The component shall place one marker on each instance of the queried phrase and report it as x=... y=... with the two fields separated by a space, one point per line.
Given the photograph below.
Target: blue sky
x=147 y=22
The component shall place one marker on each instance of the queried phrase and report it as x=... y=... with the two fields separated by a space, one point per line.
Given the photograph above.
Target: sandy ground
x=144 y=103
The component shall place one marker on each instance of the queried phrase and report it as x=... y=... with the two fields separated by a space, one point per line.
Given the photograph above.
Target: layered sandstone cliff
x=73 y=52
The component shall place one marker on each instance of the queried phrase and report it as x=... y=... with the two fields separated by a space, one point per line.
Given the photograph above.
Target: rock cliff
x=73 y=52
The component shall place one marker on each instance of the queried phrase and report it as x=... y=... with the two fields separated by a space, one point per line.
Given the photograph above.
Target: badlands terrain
----------
=== Exercise ===
The reply should consist of the records, reproduced exactly.

=== Exercise output ===
The component shall place one marker on each instance of the queried phrase and report it as x=... y=... with the two fields separated by a space, one point per line.
Given the photograph below.
Target: blue sky
x=147 y=22
The component shall place one marker on each instance of the queried phrase and report it as x=... y=... with the two fields separated by a space, one point per line.
Given the photograph above.
Target: sandy ground
x=144 y=103
The component shall place one marker on each instance of the queried phrase and report it as x=... y=... with the two fields separated by a space, one point per line.
Given the photograph above.
Target: layered sandstone cliff
x=73 y=52
The component shall place one marker on each instance of the queried phrase and report it as x=... y=... with the two fields separated by a space, one point per line.
Given the photograph above.
Target: rock cliff
x=73 y=52
The component shall place one marker on each instance of the queried phrase and report it as x=... y=... with the two fields separated by a space, one point per line.
Given the photograph above.
Target: badlands terrain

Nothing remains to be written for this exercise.